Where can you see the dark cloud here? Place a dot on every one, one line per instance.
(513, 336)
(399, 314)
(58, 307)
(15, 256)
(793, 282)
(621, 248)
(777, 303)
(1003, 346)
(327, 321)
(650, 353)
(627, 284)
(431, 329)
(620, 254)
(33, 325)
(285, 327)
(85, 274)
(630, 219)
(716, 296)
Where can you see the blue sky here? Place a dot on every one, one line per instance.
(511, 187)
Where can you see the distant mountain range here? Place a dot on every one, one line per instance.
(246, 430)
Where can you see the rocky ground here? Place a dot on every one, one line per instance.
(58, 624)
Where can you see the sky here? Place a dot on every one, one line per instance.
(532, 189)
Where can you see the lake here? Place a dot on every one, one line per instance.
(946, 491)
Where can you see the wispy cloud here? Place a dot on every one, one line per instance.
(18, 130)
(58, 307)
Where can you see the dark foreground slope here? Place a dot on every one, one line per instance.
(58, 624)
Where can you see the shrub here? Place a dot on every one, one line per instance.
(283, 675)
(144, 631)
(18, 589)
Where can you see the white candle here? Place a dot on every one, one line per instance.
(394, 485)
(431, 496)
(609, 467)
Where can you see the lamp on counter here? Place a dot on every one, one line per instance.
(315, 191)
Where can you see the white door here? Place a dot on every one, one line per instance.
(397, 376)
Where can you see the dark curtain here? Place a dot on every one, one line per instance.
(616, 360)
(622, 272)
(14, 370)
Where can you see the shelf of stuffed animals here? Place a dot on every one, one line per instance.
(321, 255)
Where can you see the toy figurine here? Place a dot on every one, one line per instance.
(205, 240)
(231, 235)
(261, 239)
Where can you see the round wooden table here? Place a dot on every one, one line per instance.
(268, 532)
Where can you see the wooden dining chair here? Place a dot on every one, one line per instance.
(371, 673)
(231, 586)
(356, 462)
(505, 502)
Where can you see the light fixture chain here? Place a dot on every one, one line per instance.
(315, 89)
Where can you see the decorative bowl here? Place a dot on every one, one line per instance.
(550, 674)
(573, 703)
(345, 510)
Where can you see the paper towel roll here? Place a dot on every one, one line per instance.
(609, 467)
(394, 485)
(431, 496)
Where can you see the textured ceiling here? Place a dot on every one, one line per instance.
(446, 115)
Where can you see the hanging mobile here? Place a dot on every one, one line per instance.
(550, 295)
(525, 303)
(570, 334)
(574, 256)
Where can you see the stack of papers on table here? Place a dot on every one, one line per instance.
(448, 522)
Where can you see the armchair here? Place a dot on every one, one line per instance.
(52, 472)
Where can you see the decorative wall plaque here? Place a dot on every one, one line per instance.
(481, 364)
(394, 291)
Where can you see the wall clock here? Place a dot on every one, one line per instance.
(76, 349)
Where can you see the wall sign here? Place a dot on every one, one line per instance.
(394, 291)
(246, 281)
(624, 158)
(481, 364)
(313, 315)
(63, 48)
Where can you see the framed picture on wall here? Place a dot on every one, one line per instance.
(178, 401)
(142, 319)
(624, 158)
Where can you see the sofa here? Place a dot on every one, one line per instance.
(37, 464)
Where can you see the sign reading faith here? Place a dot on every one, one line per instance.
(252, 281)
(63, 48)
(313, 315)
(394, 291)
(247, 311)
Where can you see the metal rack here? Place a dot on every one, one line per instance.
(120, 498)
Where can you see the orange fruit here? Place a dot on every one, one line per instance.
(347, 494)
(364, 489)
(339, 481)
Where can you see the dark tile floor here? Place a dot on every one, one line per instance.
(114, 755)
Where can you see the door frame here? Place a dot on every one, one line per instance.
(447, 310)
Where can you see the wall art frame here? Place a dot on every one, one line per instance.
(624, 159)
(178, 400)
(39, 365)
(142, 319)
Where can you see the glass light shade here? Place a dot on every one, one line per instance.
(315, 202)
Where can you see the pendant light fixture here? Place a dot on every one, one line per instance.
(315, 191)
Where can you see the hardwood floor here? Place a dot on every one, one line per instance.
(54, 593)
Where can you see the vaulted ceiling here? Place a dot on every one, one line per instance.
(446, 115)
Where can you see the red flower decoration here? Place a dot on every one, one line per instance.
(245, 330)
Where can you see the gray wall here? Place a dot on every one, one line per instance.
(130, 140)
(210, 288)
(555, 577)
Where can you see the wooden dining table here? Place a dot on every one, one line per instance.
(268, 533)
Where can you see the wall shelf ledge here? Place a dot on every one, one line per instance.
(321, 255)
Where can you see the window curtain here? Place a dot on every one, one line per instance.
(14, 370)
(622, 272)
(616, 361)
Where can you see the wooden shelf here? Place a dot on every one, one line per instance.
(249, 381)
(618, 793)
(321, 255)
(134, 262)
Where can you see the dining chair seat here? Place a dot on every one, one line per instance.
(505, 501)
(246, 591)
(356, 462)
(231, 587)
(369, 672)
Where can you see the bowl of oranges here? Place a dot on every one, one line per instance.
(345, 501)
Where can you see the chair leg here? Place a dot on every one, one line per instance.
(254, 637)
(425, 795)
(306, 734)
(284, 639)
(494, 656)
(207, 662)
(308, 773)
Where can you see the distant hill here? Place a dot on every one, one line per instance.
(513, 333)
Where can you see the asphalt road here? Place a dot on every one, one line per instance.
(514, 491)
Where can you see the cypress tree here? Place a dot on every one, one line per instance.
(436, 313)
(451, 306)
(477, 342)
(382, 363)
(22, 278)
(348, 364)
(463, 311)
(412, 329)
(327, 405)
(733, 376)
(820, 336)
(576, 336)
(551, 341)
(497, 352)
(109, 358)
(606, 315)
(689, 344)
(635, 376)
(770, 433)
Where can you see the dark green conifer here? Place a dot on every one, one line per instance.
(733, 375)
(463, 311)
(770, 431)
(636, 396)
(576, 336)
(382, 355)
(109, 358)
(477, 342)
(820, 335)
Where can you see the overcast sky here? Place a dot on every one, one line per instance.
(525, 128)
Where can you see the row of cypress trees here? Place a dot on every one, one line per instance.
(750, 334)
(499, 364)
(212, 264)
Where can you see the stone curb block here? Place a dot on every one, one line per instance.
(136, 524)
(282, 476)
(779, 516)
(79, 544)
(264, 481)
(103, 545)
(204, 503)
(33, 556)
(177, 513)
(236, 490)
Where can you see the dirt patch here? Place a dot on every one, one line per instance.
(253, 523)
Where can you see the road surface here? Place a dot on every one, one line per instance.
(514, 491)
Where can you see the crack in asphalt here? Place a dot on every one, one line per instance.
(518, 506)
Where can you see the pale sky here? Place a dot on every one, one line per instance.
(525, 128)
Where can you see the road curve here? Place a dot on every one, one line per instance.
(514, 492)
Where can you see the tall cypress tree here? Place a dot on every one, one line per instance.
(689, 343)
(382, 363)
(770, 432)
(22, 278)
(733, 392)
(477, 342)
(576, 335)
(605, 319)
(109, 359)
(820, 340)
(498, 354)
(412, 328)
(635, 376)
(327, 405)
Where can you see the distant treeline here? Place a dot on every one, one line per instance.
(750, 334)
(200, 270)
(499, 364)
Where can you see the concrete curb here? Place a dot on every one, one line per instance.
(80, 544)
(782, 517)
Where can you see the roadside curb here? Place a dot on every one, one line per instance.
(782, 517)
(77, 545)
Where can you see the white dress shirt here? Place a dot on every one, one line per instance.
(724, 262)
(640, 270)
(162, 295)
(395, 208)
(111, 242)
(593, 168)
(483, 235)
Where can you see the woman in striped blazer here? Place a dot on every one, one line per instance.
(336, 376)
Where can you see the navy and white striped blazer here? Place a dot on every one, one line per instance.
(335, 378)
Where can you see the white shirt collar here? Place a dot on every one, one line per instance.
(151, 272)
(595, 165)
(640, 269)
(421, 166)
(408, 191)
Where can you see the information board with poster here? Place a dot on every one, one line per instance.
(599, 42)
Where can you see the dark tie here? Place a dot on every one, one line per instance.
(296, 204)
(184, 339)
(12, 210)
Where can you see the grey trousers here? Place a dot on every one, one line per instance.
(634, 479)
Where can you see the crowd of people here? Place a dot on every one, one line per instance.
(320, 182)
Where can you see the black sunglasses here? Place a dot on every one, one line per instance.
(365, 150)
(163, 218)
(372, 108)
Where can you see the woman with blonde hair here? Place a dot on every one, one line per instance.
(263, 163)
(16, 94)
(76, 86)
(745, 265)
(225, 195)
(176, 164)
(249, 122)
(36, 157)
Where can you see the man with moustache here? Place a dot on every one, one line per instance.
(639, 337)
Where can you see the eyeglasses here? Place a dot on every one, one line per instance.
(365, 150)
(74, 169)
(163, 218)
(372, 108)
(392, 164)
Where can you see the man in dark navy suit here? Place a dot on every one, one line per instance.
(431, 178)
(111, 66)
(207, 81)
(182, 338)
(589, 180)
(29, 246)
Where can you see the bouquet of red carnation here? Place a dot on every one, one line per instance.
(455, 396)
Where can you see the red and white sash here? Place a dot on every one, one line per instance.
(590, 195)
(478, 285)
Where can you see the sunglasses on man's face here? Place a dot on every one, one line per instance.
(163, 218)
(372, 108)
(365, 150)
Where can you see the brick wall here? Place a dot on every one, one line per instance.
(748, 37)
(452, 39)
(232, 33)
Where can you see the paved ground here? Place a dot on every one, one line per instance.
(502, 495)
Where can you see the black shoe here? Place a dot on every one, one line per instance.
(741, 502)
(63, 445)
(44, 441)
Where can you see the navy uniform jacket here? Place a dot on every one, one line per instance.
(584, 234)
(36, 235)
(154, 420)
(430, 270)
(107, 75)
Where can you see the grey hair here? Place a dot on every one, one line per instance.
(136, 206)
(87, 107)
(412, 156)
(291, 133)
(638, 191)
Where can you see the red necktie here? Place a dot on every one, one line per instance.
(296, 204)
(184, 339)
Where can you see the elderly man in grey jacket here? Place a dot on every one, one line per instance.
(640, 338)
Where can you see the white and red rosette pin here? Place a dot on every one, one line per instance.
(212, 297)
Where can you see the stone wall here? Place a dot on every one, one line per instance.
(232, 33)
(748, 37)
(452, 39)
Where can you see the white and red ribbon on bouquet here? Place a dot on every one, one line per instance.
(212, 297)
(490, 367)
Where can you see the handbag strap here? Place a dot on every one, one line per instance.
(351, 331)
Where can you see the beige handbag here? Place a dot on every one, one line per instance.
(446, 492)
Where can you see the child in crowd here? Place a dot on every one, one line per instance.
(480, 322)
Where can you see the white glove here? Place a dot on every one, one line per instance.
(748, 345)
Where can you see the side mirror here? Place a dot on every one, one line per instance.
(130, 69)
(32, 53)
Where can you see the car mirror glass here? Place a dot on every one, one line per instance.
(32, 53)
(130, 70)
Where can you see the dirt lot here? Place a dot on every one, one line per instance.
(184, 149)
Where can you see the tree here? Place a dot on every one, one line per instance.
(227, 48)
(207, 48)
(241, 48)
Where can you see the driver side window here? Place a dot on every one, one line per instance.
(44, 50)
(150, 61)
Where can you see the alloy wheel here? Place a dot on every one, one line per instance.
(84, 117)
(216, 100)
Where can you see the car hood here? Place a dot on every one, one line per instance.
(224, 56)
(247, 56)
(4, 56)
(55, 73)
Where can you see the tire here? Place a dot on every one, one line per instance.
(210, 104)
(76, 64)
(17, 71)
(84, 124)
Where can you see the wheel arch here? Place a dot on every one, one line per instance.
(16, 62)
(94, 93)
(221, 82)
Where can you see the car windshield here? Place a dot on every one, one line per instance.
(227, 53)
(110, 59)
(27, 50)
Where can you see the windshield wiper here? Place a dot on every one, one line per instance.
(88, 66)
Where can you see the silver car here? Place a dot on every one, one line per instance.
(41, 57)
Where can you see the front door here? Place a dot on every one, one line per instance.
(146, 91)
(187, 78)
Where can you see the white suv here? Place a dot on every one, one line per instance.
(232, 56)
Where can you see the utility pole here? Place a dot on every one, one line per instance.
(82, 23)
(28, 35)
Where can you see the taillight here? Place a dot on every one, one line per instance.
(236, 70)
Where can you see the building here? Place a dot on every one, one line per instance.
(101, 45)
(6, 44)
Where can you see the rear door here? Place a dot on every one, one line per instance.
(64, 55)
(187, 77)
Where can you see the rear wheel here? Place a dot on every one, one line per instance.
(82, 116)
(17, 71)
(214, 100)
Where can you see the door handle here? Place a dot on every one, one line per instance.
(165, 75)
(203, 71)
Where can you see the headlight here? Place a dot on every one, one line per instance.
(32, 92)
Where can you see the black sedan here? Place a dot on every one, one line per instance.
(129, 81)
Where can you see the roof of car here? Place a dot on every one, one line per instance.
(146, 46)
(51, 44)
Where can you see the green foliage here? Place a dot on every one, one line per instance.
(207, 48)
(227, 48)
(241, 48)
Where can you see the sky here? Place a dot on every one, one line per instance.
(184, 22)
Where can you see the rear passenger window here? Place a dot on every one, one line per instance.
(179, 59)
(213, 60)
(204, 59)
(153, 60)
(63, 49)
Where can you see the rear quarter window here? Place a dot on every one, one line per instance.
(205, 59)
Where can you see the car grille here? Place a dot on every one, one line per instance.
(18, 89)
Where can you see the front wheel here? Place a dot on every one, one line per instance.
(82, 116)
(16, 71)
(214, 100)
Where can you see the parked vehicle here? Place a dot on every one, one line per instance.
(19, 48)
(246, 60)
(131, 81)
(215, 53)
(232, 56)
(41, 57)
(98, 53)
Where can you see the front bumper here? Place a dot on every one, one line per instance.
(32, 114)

====

» Written exercise:
Extract every line from the one containing "Where can you see the rear passenger" through the last line of the data, inclusive, exactly as written.

» Answer:
Where can you see the rear passenger window here? Place a dot on every one, one line per instance.
(179, 59)
(213, 60)
(204, 59)
(153, 60)
(63, 49)
Where can you see the rear quarter window here? Place a dot on every one, one line per instance.
(205, 59)
Where can you see the car grille here? Place a dot on every one, one line per instance.
(18, 89)
Where can you see the front wheel here? Place a dot on every one, one line per instance.
(82, 116)
(16, 71)
(214, 100)
Where can you see the parked vehicle here? Place a dot on every one, one line per instance.
(19, 48)
(246, 60)
(131, 81)
(215, 53)
(232, 56)
(41, 57)
(98, 53)
Where can you see the front bumper here? Place a dot on every one, one line per instance.
(32, 114)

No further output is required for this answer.